■ 提示された規程:
--*--

獨協大学学術倫理規程
獨協大学学術倫理規程
2019年4月1日 制定
第1章 総則
(目的)
第1条 この規程は、獨協大学学則第1条に定める社会の要求する学術の理論及び応用を研究、教授することによって人間を形成するという本学の目的に則り、人類の福祉及び世界平和を志向し、個人の尊厳及び生命倫理を尊重し、人間、社会及び自然の調和的発展に奉仕し、地球環境の保全に十分な配慮をすることを基礎とする研究活動における倫理的な態度及び行動規範(以下「学術倫理」という。)、並びに、本学で行われる研究の公正性と信頼性を確保するために守るべき学術倫理の基準とそれを遵守するために必要な方策を定める。
(研究者)
第2条 この規程において、研究者とは、本学に雇用されて研究活動に従事している者をいう。
2 研究者の指導の下で本学の施設や設備を利用して研究に携わる学生及び大学院生の研究については、学術倫理に関しては、その指導する研究者を当該研究を代表する研究者とする。
3 前項に定める学生及び大学院生は、学術倫理に関しては、研究者と同様の責務を負う。
(最高管理責任者)
第3条 学長は、本学におけるすべての研究の最高管理責任者として、学術倫理及び研究倫理の保持並びに研究費の運営及び管理が適正に行われるよう体制の整備を行う。
(統括管理責任者)
第4条 総合企画部長は、最高管理責任者の責務を補佐するため、統括管理責任者となる。
2 統括管理責任者は、最高管理責任者の命を受けて、学術倫理及び研究倫理の保持並びに研究費の運営及び管理が適正に行われるよう指導及び監督する責務を負う。
(研究に関わる部局責任者)
第5条 各学部長は、当該学部に所属する研究者の研究に関わる部局責任者となる。
2 研究に関わる部局責任者は、本規程に定める学術倫理の実現のために努めなければならない。
第2章 研究者の責務
(法令に対する責務)
第6条 研究者は、学術倫理に関する国際的に認められた規範、規約及び条約、国内の法令並びに本学が定める規程を守らなければならない。
(研究者の責務)
第7条 研究者は、その研究において生命の尊厳及び個人の尊厳を尊重しなければならない。
2 研究者は、学術研究が社会からの信頼と負託の上に成り立っていることを自覚し、その信頼と負託に反することのないよう誠実に行動しなければならない。
3 研究者は、自国及び他国の、文化、慣習及び規律を深く理解し、これをみだりに侵すことのないよう努めなければならない。
4 研究者は、自らの研究の成果が、研究者の意図に反して、社会の要求にもとる破壊行為又は軍事行為に転用される可能性があることを認識し、研究の実施、成果の公表にあたっては、内容に留意し並びに手段及び方法を選択しなければならない。
5 研究者は、人間を直接の対象として心身に関する情報を収集して行う研究については、特に生命の尊厳及び個人の尊厳に配慮しなければならない。
(研究活動における不正行為の防止)

--*--

名前付きの対象を指し示す記録:

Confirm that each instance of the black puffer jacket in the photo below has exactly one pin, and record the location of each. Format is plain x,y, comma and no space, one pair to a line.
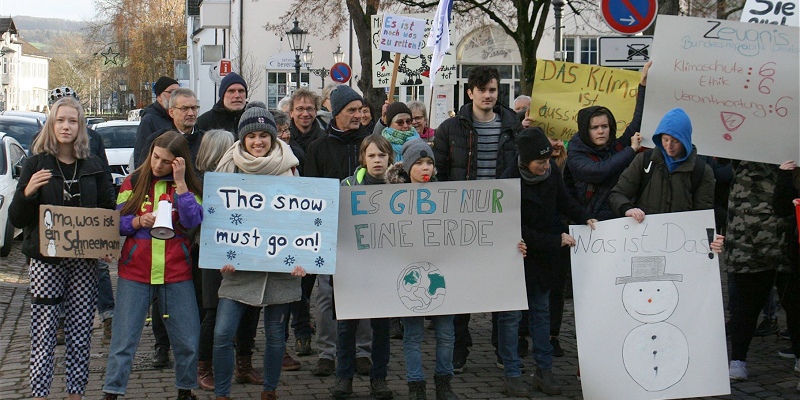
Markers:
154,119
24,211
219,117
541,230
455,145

--*--

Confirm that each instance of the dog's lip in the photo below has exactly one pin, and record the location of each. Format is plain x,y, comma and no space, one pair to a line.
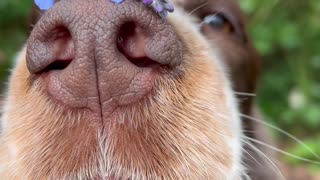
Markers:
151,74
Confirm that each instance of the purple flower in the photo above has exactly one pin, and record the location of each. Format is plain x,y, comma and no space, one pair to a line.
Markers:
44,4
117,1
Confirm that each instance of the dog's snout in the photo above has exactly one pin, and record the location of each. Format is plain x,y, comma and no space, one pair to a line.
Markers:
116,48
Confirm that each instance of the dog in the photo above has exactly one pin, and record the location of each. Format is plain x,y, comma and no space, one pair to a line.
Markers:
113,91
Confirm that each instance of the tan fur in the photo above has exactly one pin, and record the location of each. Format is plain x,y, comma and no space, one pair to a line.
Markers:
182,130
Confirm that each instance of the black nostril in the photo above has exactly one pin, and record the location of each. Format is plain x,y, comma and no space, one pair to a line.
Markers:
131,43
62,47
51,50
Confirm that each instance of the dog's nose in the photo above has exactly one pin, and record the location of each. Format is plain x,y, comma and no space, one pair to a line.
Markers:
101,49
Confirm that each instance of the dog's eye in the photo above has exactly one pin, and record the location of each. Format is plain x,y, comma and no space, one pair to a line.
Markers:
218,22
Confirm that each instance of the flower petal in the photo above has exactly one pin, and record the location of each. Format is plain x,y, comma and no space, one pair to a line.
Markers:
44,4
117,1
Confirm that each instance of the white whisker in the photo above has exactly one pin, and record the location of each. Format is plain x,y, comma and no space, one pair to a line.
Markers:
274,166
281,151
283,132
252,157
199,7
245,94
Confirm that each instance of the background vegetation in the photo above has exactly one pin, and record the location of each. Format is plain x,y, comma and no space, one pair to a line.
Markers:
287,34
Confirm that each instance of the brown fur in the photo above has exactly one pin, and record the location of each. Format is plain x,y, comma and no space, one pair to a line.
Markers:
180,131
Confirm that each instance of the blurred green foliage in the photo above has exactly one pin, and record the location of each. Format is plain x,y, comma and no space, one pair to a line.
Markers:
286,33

--*--

■ 依頼内容:
学術倫理規程について、次の問いに答えてください。
1. この規程はいつ制定されましたか。
2. 統括管理責任者になるのは誰ですか。
3. 研究に関わる部局責任者になるのは誰ですか。
答えには、この規程に書かれていることだけを使ってください。

■ 回答はこちら:
1. 2019年4月1日
2. 総合企画部長
3. 各学部長